Sokak deyimiyle ‘gazozuna’ maç da olsa, skor yakışmadı.
Güzel bir final bekliyorduk…
Yedek kadroyla çıkılmış olması belki ‘hafifletici sebep’ olabilir. Veya ligde kalmanın garantilenmiş olmasının getirdiği konsantrasyon eksikliği. Veya bedenlerin sahada, kafaların çoktan tatile çıkmış olması…
Yine de skor bu olmamalıydı…
Skorun farklı olmasına mı üzülelim, geleceğimiz olan gençlerin yaptığı ‘ölümcül’ hatalar sonucu yediğimiz gollere mi?
Anlamışsınızdır mutlaka, yediğimiz iki golün ‘mimarları’ Haluk Mustafa Tan ve Yunus Emre Çift’ten bahsediyorum…
Biri geri dönmekte geciken, diğeri ‘sağlam oynaması’ gerekirken topu rakibe çarptırarak riske giren…
Üstelik Yunus Emre Çift’in gördüğü gereksiz kırmızı kart, yaptığı hatanın tuzu biberi oldu.
Kadroda yer bulduklarında seviniyoruz ancak verilen şansı iyi değerlendiremediklerinde kahroluyoruz. Çünkü biliyoruz ki alt yapımız bizi ileriye taşıyacak boyutta ve gençlerimiz Y.Samsunspor’un geleceği.
Skor üzdü ancak; mağlubiyeti kabullenen kimlikten uzaklaşmış olmamız sevindirdi. Maça ağırlığımızı koyduğumuz dakikalarda çok pozisyon bulduk, çok kaçırdık. Özellikle son bölümlerde…
Neyse…
Ligin ilk on haftasında; bir galibiyet, iki beraberlik, yedi yenilgiyle ancak beş puan toplayabilen ve ligden düşmesine kesin gözüyle bakılan Y.Samsunspor’un, bitime bir hafta kala ligde kalmayı garantilemiş olmasını ayakta alkışlıyorum.

* Çıkarılan kayıtlar:

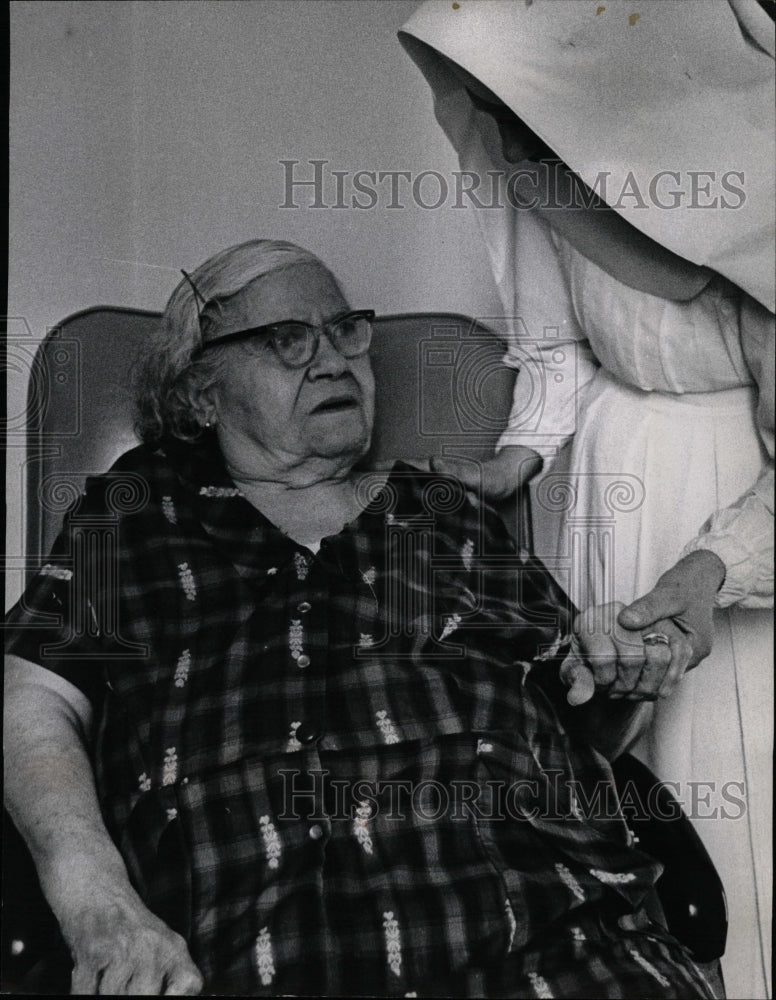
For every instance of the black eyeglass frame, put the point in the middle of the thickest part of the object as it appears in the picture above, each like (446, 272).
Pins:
(271, 329)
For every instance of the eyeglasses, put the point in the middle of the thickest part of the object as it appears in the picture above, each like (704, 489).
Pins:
(296, 343)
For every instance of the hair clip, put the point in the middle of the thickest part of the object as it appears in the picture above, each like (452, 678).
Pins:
(198, 297)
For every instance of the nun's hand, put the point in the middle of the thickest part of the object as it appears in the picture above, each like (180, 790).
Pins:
(619, 662)
(497, 477)
(684, 596)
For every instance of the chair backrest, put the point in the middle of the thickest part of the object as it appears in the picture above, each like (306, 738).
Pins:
(441, 388)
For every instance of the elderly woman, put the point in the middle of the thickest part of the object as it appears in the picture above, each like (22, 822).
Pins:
(643, 292)
(284, 732)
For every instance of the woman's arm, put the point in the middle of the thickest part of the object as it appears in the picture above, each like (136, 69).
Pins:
(118, 945)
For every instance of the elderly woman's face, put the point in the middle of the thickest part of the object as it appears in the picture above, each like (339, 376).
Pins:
(324, 409)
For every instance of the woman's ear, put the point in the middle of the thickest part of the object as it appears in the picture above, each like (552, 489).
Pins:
(203, 403)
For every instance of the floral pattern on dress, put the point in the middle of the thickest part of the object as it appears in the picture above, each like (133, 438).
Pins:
(569, 881)
(540, 986)
(612, 878)
(360, 827)
(467, 551)
(301, 566)
(168, 509)
(57, 572)
(272, 845)
(265, 959)
(296, 638)
(648, 967)
(386, 727)
(187, 581)
(392, 942)
(170, 766)
(182, 668)
(451, 624)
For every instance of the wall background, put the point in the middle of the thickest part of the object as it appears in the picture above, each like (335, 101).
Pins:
(146, 136)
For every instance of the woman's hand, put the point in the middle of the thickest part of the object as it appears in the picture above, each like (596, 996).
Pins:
(681, 605)
(121, 948)
(499, 476)
(642, 651)
(619, 662)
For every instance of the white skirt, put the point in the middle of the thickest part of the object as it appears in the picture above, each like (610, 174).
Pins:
(643, 473)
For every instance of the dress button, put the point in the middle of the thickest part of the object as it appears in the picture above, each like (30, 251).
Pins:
(308, 733)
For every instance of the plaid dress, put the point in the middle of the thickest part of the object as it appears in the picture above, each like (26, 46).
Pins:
(340, 773)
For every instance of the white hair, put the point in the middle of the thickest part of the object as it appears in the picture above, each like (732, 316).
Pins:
(167, 380)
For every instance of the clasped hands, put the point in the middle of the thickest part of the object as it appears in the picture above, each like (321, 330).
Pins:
(638, 652)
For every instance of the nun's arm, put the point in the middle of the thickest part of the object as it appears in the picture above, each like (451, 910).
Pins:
(603, 236)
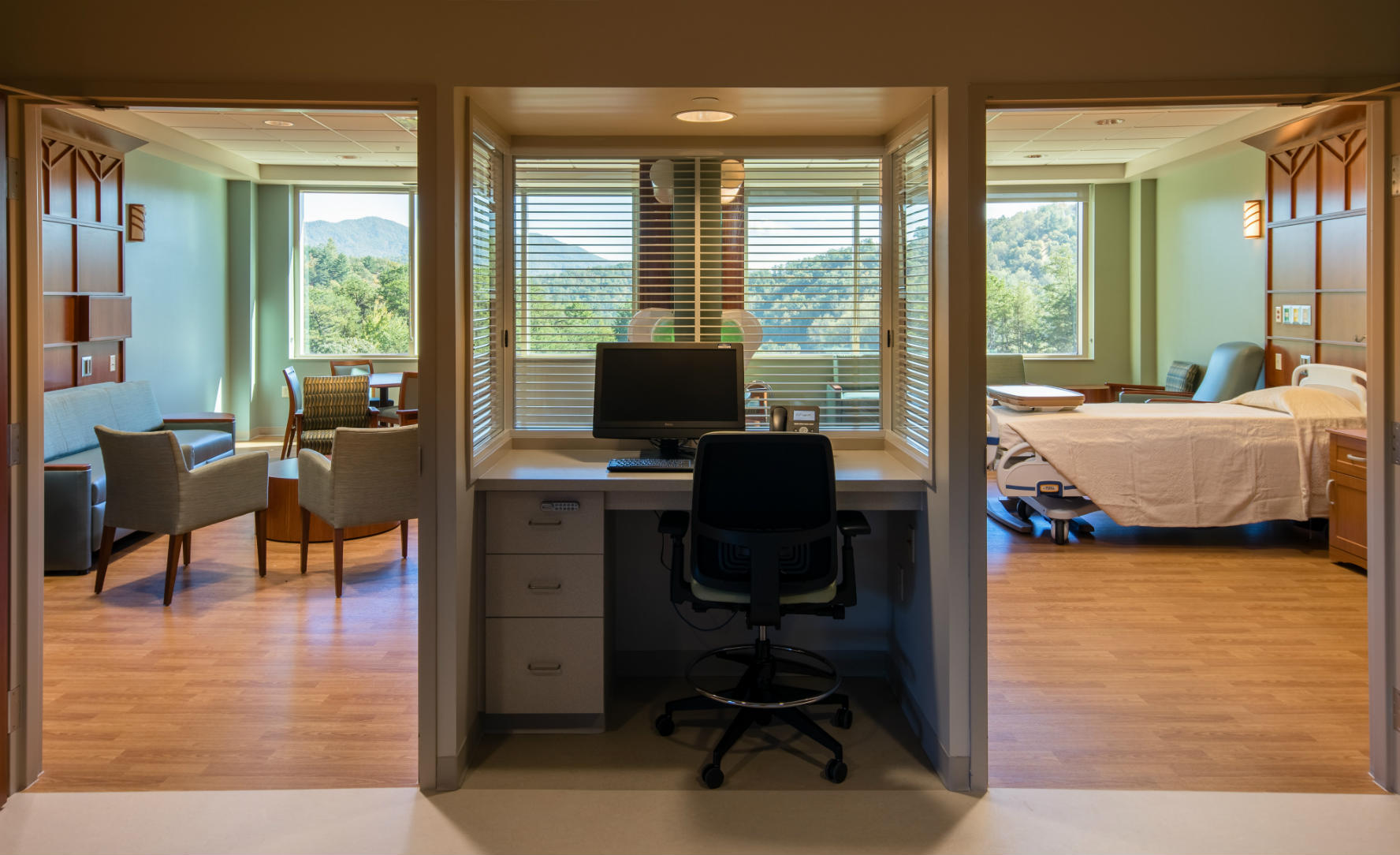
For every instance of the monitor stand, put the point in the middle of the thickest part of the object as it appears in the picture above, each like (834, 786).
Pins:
(668, 449)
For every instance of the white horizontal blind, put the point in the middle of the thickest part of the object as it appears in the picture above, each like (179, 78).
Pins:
(707, 245)
(913, 306)
(486, 415)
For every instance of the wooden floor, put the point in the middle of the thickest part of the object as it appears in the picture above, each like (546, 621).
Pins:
(1228, 659)
(243, 683)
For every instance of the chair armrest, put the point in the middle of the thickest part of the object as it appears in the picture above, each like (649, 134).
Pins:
(674, 523)
(851, 523)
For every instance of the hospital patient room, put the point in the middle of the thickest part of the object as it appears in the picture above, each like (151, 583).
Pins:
(1176, 449)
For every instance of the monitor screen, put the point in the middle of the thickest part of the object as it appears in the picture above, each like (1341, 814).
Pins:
(662, 390)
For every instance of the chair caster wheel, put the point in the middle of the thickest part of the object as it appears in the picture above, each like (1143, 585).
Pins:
(836, 771)
(713, 777)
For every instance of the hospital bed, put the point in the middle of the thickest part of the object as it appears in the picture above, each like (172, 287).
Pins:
(1262, 456)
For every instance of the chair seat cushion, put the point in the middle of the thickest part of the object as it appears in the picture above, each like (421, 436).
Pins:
(205, 445)
(714, 595)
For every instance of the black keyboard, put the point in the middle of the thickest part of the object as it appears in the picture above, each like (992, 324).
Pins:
(651, 465)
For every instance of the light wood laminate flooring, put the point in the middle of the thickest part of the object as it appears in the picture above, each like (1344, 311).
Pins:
(1225, 659)
(243, 683)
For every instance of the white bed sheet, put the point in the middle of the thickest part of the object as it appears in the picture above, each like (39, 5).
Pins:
(1186, 465)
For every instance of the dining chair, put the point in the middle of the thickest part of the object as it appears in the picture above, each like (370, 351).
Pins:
(289, 438)
(371, 477)
(150, 488)
(408, 401)
(330, 402)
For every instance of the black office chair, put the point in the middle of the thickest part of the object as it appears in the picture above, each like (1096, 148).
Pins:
(765, 544)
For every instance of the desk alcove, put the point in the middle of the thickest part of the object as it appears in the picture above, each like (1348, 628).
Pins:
(573, 589)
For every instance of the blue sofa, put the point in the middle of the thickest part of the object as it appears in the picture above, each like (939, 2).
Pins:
(75, 483)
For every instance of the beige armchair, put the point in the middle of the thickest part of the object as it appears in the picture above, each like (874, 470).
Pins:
(150, 488)
(373, 477)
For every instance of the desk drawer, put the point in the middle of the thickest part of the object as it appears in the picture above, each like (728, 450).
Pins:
(543, 586)
(1349, 456)
(543, 666)
(537, 523)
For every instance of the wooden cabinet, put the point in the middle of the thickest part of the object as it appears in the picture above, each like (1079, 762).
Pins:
(1347, 498)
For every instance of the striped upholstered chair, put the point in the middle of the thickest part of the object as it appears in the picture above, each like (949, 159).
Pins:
(330, 402)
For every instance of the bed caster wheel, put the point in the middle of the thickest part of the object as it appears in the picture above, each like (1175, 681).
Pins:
(712, 775)
(835, 771)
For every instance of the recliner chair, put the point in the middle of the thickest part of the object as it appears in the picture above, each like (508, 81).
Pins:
(763, 530)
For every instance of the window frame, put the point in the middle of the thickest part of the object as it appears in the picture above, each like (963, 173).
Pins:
(1044, 194)
(297, 308)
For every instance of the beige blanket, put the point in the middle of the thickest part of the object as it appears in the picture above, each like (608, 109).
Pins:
(1192, 465)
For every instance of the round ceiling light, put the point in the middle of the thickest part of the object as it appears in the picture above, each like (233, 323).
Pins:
(705, 115)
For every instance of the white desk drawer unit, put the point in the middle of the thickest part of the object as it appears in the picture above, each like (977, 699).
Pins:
(545, 637)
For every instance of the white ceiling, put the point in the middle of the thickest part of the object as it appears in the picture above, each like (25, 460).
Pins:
(326, 139)
(1075, 138)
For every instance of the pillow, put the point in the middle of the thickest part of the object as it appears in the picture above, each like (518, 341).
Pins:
(1182, 376)
(1300, 401)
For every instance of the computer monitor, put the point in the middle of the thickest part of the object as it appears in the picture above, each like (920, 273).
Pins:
(667, 391)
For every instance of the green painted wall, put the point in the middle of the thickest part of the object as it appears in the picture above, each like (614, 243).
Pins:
(178, 281)
(1108, 285)
(1210, 279)
(274, 267)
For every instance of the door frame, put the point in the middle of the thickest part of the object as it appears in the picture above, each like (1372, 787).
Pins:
(440, 308)
(1383, 317)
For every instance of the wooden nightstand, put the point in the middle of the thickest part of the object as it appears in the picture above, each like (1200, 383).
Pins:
(1347, 498)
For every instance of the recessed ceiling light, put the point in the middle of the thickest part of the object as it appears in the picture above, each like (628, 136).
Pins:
(705, 115)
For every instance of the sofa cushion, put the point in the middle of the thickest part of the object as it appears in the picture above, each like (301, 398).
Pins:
(94, 458)
(202, 446)
(133, 405)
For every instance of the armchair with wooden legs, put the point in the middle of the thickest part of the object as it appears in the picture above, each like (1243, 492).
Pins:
(151, 488)
(371, 477)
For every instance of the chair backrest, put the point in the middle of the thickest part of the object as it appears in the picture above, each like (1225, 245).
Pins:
(143, 478)
(293, 386)
(1234, 371)
(1006, 369)
(375, 474)
(409, 391)
(330, 402)
(763, 516)
(341, 368)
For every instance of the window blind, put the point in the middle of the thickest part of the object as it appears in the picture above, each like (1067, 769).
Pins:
(913, 308)
(781, 252)
(486, 407)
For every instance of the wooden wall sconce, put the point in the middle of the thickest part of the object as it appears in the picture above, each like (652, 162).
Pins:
(136, 222)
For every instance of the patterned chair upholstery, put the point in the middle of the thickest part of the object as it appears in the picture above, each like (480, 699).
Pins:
(330, 402)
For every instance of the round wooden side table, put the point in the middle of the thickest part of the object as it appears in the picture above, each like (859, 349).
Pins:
(285, 513)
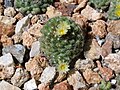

* Verilen görev: Maç yazısına göre, gençler kendilerine verilen şansı iyi değerlendiremediğinde neden kahrolunduğunu bir ila üç cümleyle açıklayın. Görevler için bu kayıtlara ihtiyaç yoktur.

* Sorunun cevabı: Bunun nedeni, alt yapının takımı ileriye taşıyacak boyutta olduğunun ve gençlerin Y.Samsunspor'un geleceği olduğunun bilinmesidir.